--- START ---
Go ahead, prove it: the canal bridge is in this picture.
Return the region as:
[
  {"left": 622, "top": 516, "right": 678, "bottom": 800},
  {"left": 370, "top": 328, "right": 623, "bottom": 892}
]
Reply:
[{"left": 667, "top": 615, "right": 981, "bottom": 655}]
--- END ---
Word for word, write out each entry shown above.

Go ahead, prove it: the canal bridge is in this picture.
Return the region as:
[
  {"left": 622, "top": 516, "right": 678, "bottom": 800},
  {"left": 370, "top": 328, "right": 623, "bottom": 892}
]
Reply:
[{"left": 667, "top": 615, "right": 981, "bottom": 655}]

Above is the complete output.